>>>>

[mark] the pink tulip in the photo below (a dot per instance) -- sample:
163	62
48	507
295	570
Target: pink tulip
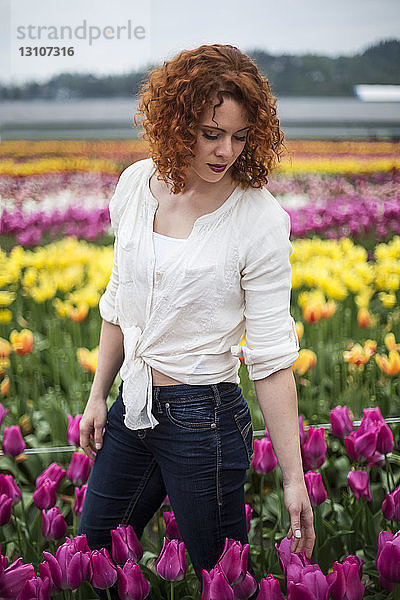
53	472
345	579
359	484
171	528
14	578
171	563
264	459
341	423
45	496
3	412
36	588
79	468
10	488
245	589
315	488
102	572
13	442
249	515
80	494
313	450
5	509
270	589
388	558
391	505
132	585
233	560
125	544
73	433
54	526
216	585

<<<<

PROBLEM TO WORK ON: Once the pictures are dropped, set down everything else in the records exactly.

EXERCISE RESPONSE:
[mark] the pink tulip in the photo below (a dot per instance) -- sample:
163	62
48	507
295	570
Target: pink tulip
53	472
345	579
359	484
171	528
14	578
171	563
264	459
341	423
45	496
3	412
36	588
79	468
10	488
245	589
315	488
102	572
13	442
249	515
80	494
313	450
5	509
270	589
388	558
391	505
132	585
233	560
125	544
73	433
54	526
216	585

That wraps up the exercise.